Can you copy out verbatim every line of the records between the lines holding "Query: white throat" and "357], [579, 357]]", inclusive?
--- Start ---
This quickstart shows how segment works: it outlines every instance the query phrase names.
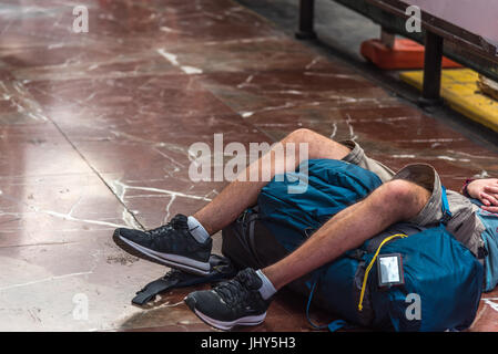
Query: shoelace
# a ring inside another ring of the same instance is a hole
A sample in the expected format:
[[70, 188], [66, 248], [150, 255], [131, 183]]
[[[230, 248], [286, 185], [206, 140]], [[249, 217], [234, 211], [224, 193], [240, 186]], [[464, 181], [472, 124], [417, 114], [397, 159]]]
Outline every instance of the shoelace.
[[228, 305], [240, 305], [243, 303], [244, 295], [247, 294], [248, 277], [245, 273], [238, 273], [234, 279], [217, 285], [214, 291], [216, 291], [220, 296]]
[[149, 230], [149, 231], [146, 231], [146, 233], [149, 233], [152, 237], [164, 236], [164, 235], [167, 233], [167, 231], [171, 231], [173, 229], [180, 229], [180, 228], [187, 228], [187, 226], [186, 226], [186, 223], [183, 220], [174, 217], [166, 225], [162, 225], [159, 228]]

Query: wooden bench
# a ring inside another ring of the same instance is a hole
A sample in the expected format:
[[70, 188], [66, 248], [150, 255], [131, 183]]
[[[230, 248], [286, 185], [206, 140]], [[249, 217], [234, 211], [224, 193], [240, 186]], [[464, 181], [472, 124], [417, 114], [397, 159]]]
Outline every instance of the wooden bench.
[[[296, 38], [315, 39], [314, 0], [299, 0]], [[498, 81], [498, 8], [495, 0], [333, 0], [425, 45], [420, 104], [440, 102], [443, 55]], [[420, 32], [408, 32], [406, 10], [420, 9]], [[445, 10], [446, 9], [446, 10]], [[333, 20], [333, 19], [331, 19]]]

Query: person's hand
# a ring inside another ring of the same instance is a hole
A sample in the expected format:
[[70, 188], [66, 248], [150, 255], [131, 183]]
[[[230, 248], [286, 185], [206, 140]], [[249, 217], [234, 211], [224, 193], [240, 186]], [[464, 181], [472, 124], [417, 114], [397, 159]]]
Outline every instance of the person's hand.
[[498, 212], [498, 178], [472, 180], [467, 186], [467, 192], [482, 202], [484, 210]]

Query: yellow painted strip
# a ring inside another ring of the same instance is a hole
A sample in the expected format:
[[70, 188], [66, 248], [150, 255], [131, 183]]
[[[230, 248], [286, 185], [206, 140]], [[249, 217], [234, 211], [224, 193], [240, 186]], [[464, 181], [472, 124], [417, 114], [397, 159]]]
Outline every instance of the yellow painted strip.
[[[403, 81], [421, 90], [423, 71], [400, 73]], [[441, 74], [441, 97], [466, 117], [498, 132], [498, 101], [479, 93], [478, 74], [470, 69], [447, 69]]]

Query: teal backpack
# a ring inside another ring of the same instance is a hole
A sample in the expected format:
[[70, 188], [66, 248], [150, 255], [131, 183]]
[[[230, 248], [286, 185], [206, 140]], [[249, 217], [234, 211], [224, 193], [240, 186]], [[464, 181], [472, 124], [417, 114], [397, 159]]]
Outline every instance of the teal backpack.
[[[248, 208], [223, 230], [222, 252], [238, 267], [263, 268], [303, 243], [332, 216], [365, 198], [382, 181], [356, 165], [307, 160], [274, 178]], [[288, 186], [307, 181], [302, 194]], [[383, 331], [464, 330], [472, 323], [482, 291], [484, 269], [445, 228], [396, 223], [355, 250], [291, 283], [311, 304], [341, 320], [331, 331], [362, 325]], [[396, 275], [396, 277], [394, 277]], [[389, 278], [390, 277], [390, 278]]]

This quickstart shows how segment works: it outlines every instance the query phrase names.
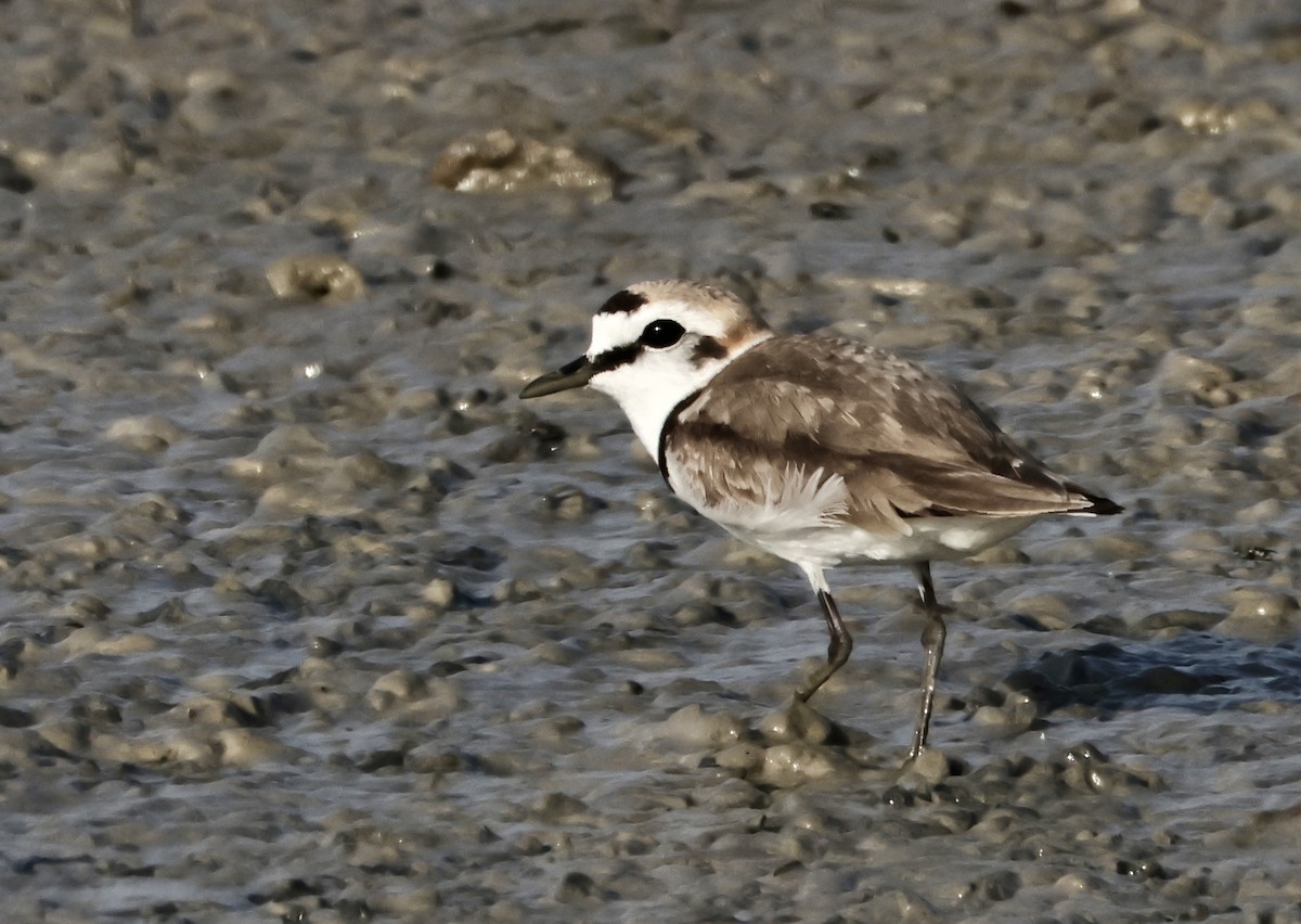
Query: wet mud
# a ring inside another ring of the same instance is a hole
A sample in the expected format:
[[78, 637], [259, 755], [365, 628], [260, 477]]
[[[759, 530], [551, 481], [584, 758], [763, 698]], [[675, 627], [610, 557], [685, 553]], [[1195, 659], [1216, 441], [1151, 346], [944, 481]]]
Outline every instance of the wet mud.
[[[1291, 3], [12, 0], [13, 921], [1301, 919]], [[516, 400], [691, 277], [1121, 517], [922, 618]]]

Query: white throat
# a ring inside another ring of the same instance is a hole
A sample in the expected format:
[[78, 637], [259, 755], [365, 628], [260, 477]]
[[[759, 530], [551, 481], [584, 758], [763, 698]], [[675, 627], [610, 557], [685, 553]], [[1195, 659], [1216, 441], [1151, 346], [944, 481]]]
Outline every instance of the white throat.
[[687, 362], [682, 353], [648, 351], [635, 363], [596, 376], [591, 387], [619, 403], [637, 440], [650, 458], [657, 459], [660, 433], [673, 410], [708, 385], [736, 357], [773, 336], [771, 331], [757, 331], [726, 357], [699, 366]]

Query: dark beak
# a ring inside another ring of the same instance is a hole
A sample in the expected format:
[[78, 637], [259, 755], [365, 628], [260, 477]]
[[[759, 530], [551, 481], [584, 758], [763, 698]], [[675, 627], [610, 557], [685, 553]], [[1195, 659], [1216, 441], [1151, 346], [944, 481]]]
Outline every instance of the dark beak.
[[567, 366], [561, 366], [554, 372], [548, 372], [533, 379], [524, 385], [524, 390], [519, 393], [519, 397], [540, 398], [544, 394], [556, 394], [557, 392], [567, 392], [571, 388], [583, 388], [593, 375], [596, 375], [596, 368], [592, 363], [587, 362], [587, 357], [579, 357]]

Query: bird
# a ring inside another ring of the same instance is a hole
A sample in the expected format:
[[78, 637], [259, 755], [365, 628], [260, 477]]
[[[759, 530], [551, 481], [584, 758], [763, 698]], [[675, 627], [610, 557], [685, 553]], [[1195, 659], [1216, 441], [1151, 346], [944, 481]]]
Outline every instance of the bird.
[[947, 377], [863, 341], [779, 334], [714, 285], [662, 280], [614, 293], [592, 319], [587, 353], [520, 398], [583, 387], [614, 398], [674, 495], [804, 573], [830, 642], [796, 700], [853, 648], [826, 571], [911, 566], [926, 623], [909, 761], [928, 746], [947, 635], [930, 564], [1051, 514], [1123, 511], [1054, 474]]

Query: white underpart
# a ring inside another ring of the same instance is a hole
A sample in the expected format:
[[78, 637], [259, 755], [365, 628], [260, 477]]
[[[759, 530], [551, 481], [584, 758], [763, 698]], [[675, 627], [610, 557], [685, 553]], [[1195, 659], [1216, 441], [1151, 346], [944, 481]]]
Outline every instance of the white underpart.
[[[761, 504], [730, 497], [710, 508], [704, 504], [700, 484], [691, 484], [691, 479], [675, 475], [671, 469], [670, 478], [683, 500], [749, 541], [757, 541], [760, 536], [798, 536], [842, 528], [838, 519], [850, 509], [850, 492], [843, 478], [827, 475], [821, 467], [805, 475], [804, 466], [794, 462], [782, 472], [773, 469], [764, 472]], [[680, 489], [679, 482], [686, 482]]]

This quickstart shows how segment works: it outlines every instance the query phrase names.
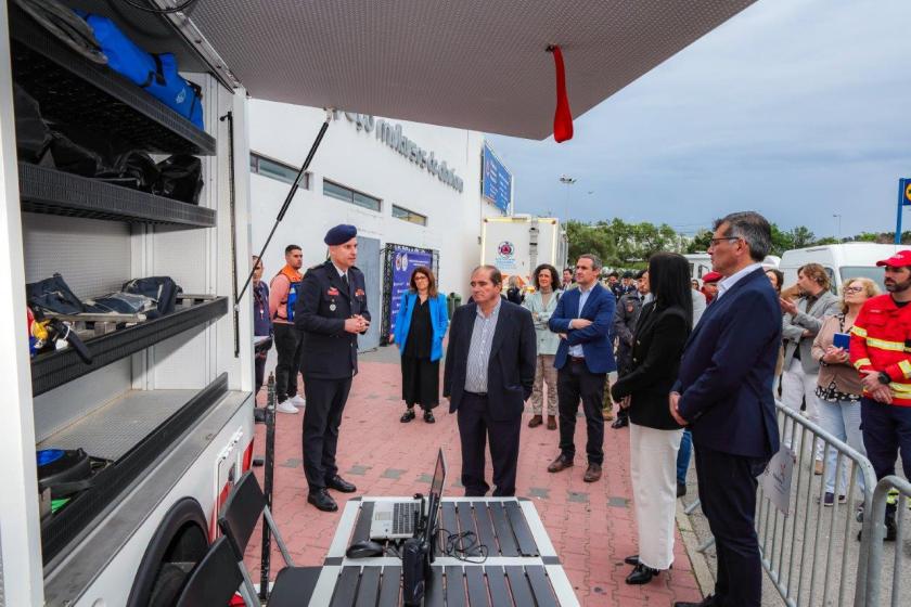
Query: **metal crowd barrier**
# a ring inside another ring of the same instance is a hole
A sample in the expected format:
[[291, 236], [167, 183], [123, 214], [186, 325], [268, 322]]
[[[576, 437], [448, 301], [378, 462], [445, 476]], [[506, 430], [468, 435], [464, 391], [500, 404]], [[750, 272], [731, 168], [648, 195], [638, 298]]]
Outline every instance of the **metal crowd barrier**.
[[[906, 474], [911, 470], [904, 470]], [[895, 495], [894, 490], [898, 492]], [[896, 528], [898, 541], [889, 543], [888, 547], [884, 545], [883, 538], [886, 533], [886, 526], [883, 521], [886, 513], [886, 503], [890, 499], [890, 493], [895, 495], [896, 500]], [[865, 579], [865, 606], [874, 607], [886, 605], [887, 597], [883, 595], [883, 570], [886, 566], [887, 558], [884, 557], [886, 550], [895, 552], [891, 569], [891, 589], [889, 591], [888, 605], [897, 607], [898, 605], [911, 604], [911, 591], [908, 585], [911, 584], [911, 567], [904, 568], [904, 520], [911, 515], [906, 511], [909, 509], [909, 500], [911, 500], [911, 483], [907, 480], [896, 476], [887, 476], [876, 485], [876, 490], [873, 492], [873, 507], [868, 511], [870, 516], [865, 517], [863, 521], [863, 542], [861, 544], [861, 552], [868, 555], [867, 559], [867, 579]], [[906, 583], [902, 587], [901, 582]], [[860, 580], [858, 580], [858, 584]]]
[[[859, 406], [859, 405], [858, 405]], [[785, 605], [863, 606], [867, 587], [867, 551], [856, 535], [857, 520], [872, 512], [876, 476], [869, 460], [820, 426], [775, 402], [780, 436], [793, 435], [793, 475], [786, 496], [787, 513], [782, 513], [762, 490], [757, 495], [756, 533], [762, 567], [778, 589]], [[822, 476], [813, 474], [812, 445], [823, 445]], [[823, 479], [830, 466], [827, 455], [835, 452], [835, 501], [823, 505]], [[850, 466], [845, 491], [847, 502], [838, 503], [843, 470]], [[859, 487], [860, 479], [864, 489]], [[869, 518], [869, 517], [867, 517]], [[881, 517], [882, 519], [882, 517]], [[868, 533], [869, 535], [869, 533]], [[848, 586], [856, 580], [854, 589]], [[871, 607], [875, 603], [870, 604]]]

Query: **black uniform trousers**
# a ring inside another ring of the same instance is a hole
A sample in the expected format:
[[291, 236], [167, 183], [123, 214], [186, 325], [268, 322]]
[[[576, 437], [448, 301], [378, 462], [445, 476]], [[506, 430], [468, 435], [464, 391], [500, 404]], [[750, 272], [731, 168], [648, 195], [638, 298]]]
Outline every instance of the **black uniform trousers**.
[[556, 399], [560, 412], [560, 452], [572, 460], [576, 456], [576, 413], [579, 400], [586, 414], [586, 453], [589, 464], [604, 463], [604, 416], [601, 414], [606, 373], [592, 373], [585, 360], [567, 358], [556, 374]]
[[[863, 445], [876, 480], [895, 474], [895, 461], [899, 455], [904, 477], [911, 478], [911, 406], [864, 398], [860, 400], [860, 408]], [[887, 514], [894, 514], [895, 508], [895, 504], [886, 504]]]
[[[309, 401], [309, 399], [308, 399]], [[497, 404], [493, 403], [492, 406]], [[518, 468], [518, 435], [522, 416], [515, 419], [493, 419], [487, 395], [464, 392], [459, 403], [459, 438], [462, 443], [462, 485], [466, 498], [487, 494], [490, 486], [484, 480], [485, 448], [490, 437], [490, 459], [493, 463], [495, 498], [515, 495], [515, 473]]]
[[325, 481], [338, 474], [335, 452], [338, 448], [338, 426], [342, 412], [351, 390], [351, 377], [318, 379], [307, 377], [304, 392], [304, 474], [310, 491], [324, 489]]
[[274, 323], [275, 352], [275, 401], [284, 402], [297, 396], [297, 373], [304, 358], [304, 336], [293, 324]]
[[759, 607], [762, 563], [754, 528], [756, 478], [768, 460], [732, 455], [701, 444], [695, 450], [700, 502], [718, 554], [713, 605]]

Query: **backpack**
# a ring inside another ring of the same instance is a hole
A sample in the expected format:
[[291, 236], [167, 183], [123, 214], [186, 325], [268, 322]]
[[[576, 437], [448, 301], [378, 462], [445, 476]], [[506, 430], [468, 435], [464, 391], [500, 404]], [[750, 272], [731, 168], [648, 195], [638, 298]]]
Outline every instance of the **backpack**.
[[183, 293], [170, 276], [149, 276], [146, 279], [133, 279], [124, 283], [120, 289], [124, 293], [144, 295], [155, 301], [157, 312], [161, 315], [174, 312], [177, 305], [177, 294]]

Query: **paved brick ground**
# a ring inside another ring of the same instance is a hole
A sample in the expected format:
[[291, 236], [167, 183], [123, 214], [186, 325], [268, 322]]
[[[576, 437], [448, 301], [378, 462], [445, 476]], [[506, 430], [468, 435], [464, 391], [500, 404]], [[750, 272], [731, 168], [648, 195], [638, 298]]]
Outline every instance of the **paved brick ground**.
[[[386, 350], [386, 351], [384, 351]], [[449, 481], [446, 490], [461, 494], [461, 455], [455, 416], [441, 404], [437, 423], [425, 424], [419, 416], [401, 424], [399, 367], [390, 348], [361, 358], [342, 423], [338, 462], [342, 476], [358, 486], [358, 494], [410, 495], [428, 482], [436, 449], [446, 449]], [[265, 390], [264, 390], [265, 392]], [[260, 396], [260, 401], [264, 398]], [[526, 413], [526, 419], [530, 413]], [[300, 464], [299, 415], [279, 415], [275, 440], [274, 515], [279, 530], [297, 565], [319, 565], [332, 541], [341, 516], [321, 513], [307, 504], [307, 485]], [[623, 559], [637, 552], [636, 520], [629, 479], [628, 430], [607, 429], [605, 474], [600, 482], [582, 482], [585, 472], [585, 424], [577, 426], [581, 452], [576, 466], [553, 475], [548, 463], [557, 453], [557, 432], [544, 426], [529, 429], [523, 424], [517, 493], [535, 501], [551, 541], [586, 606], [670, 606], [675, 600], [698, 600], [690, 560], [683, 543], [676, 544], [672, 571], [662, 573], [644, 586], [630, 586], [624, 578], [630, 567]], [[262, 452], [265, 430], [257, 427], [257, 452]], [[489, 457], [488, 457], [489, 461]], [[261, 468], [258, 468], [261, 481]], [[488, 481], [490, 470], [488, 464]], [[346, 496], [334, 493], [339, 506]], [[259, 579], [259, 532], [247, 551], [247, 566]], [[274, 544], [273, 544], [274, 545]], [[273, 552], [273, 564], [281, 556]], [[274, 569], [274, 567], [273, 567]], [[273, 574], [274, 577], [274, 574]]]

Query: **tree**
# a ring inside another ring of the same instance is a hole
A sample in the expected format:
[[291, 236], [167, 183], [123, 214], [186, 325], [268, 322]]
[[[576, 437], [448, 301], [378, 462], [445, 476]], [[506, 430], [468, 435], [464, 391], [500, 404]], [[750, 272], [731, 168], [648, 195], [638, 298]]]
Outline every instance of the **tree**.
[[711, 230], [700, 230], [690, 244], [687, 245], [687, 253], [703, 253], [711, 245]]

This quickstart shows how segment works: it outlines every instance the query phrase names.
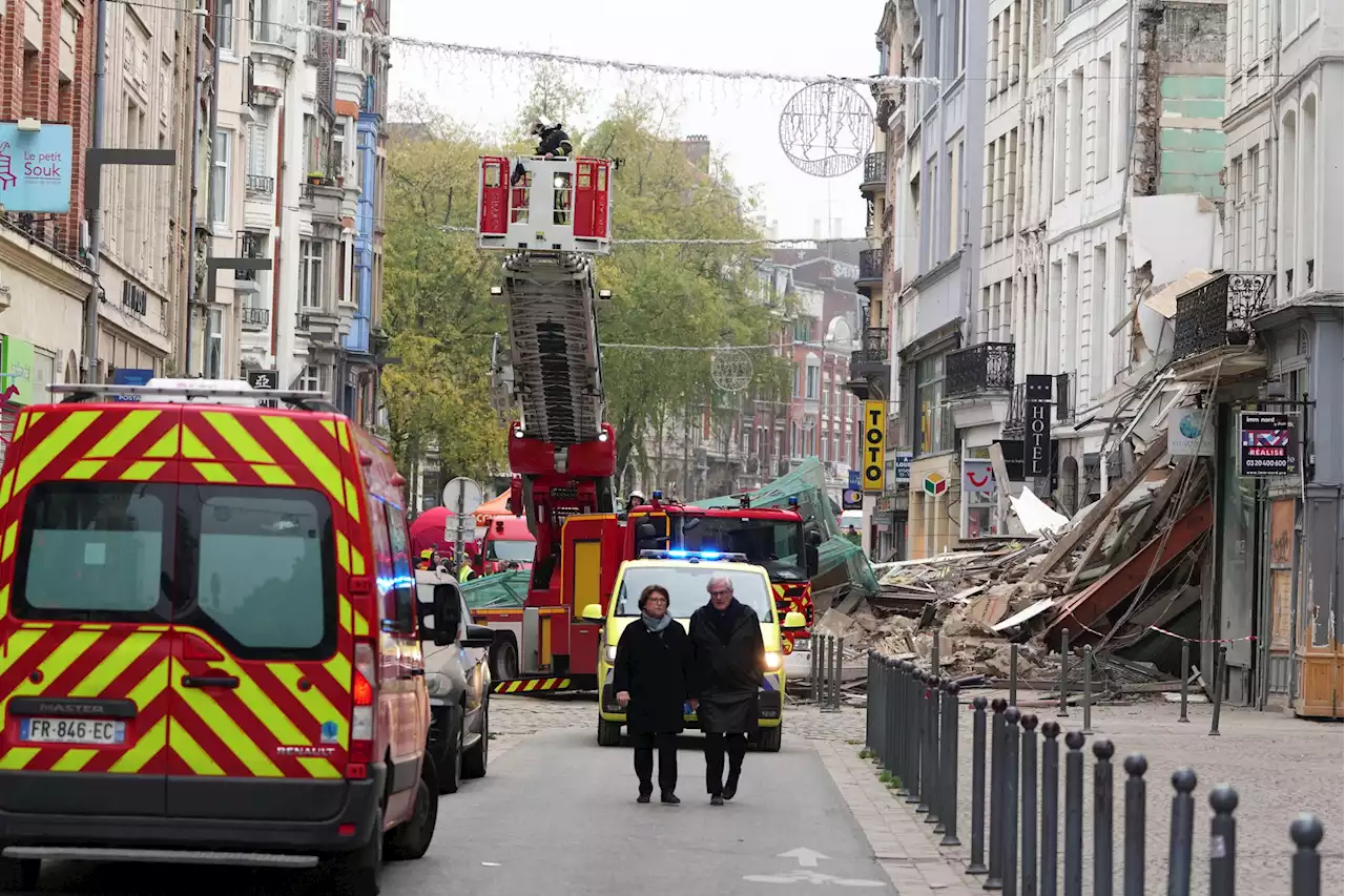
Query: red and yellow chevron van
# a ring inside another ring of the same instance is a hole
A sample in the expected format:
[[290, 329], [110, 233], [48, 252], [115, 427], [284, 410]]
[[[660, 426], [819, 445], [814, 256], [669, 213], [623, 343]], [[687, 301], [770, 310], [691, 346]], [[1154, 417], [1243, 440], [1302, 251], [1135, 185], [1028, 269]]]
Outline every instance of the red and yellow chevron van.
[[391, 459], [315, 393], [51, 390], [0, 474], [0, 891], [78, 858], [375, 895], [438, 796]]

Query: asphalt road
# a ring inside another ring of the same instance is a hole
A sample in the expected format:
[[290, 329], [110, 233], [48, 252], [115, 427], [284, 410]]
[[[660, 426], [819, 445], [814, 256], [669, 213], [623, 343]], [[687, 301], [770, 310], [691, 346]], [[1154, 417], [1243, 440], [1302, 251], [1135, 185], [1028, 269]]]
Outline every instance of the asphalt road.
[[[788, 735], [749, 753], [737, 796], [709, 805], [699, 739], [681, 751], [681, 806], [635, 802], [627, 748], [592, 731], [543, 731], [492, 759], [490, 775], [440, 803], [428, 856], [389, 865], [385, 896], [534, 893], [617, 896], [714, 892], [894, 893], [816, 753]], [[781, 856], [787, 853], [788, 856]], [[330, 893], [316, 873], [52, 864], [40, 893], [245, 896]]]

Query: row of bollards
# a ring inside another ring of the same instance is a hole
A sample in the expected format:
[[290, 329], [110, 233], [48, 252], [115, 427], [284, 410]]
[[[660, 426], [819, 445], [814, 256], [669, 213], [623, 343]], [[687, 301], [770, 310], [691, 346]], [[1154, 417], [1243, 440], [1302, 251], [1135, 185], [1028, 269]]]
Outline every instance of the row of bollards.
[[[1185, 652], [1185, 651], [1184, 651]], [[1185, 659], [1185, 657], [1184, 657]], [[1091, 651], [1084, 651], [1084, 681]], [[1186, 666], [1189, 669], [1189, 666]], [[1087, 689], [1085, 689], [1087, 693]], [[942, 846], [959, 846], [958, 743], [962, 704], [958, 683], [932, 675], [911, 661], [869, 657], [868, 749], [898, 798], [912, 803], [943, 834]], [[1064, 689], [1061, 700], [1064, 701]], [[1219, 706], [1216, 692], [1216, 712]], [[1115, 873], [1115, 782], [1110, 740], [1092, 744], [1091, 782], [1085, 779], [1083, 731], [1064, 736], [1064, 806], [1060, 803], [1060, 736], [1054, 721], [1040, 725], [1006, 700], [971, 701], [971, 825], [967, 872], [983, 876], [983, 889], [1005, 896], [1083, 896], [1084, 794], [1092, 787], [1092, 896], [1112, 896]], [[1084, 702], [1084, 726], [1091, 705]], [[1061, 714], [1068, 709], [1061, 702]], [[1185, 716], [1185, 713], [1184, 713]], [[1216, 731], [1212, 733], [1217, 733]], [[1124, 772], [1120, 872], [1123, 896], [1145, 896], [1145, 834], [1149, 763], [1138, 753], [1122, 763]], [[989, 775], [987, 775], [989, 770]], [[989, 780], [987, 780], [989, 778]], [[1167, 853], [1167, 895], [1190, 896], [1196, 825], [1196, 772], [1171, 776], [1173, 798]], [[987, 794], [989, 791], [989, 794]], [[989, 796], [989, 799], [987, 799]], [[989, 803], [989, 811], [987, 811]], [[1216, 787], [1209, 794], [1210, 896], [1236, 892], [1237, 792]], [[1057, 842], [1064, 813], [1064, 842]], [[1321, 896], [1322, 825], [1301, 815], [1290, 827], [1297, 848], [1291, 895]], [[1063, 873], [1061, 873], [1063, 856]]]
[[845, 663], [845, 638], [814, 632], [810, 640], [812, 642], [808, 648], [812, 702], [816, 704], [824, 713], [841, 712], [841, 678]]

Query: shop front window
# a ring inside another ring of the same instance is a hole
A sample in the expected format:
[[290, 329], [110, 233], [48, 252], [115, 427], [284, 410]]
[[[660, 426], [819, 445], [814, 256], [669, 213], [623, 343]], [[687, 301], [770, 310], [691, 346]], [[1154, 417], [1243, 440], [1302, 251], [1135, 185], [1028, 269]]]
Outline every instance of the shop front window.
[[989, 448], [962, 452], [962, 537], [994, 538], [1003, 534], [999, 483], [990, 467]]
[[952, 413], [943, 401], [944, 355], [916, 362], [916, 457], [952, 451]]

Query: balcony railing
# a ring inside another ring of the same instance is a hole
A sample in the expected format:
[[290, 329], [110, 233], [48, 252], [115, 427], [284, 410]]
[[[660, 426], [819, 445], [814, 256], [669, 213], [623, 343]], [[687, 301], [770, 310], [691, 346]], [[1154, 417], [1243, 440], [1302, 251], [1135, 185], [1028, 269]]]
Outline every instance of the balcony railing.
--- End ---
# Exercise result
Query: white throat
# a ring inside another ring of the same instance is a hole
A sample in the expected format:
[[78, 637], [259, 755], [365, 628], [260, 477]]
[[[759, 530], [551, 481], [584, 758], [763, 698]], [[675, 627], [610, 557], [685, 553]], [[1195, 659], [1216, 441], [1151, 346], [944, 481]]]
Outline every instance of the white throat.
[[687, 362], [682, 353], [648, 351], [635, 363], [596, 376], [591, 387], [619, 403], [637, 440], [650, 458], [657, 459], [660, 433], [673, 410], [708, 385], [736, 357], [773, 336], [771, 331], [757, 331], [726, 357], [699, 366]]

Query: dark beak
# a ring inside another ring of the same instance is a hole
A sample in the expected format:
[[78, 637], [259, 755], [365, 628], [260, 477]]
[[[759, 530], [551, 481], [584, 758], [763, 698]], [[675, 627], [610, 557], [685, 553]], [[1195, 659], [1216, 441], [1151, 346], [944, 481]]]
Outline every instance of the dark beak.
[[567, 366], [561, 366], [554, 372], [548, 372], [533, 379], [524, 385], [524, 390], [519, 393], [519, 397], [540, 398], [544, 394], [556, 394], [557, 392], [567, 392], [571, 388], [583, 388], [593, 375], [596, 375], [596, 368], [592, 363], [587, 362], [587, 357], [579, 357]]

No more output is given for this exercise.